> What this task involves:
Copy the material below word for word, from the line with "Where can the table" up to and including the line with "point(1044, 138)".

> Entries provided:
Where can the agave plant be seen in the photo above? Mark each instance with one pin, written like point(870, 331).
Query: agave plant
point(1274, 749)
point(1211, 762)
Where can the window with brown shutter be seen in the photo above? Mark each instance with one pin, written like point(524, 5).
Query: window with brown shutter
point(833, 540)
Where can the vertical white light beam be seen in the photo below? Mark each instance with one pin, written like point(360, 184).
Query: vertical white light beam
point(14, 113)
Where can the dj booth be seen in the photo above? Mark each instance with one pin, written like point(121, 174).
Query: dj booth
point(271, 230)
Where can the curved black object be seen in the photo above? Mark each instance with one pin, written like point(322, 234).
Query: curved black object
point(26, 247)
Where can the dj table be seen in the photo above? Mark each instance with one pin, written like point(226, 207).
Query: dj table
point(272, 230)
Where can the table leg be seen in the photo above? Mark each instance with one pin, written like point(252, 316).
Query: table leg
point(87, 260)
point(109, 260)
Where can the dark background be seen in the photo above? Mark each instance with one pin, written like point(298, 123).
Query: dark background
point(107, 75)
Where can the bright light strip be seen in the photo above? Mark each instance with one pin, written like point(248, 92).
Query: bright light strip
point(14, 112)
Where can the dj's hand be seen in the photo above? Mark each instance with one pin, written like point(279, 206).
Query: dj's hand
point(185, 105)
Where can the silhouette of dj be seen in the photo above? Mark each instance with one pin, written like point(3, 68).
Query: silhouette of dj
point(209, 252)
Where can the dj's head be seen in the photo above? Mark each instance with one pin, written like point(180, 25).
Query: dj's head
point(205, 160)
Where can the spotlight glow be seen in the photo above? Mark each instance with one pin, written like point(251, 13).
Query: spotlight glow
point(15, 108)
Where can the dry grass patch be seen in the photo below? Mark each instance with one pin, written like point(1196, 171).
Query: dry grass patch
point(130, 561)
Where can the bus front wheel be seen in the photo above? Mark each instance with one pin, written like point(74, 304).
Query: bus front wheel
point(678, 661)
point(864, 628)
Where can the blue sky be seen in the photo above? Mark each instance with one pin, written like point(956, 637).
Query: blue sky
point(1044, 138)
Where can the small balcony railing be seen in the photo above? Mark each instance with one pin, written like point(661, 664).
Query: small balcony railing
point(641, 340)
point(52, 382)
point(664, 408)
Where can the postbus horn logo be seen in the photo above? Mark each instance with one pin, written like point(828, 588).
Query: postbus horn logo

> Reply to the exercise:
Where can the table leg be seen in the photo above? Mark each instance with one pin, written like point(252, 316).
Query: table leg
point(87, 260)
point(109, 260)
Where can the dark background be seen in the photo above? Mark each instance with one pin, written like point(298, 123).
Query: dark background
point(107, 75)
Where can the bright light strip be seen in the photo above? Mark each instance with one pin, written like point(248, 92).
Query: bright light strip
point(14, 112)
Where can the dj's hand be seen in the photo above? Mark each instance with one pin, written like point(279, 206).
Query: dj's hand
point(185, 105)
Where can the silhouette of dj be seen in the photo above? Mark each instance with one pin, written like point(3, 68).
Query: silhouette of dj
point(209, 252)
Where can the dj's head be seen in the photo above? Mark each instance with one pin, written like point(180, 25).
Query: dj's head
point(205, 160)
Where can the spotlight glow be seen in the photo above? Mark each instance with one pin, written like point(251, 13).
Query: spotlight glow
point(15, 108)
Where can the dry grass patch be seen in the photo below? Mark each instance with one pin, written like point(1196, 171).
Query: dry grass patch
point(130, 561)
Where can the bus front wheel be seen in the photo above? Mark each instance with one pin, written like point(74, 304).
Query: bus front wheel
point(678, 661)
point(864, 628)
Where can the blue sky be seen in the photo above? Mark each instance with one pin, written like point(956, 637).
Query: blue sky
point(1044, 138)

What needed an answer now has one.